Task directions.
Answer these questions from the passage on the Gathering of Kindness.
(a) Who reported for Croakey on the event?
(b) What does the Hush Foundation use to transform healthcare culture?
(c) Which album is Hush launching in the coming days?

Source document.
··········

Earlier this year, writer and consultant, Lea McInerney reported for Croakey on an event held in Victoria for healthcare professionals, called The Gathering of Kindness.
The purpose of the Gathering was simple: participants were invited to “re-imagine a healthcare system that has kindness, trust and respect as core components.”
One of the organisers was Dr Catherine Crock AM, a Melbourne-based doctor who leads a team that has successfully implemented these components, in the award-winning redesign of a paediatric oncology day surgery service. They did this by partnering with patients and families to make major improvements in the quality and efficiency that would not have been possible with a top-down approach.
In the post below, Lea McInerney asks Catherine Crock about her work in the hospital, and with the Hush Foundation, an arts in health program using music and theatre and to transform healthcare culture. For those with a musical bent, Hush is launching its 16th album in the coming days. See the end of this post for details.

··········

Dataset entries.
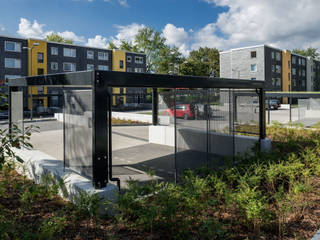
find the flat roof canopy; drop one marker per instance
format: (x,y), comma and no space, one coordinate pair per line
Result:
(126,79)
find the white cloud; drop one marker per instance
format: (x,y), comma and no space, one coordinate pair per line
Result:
(123,3)
(176,36)
(280,23)
(28,29)
(127,33)
(32,30)
(72,35)
(99,42)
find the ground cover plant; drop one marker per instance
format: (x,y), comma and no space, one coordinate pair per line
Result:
(272,195)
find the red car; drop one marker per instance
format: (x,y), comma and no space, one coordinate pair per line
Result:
(185,111)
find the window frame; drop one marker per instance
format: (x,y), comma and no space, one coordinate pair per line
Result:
(15,61)
(90,51)
(72,50)
(54,64)
(15,48)
(103,56)
(53,53)
(71,64)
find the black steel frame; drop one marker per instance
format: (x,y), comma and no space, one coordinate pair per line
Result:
(101,83)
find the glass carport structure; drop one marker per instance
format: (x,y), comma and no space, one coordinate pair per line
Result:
(211,117)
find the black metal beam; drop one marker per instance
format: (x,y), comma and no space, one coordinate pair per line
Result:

··········

Completed exercise.
(a) Lea McInerney
(b) Music and theater
(c) Its 16th album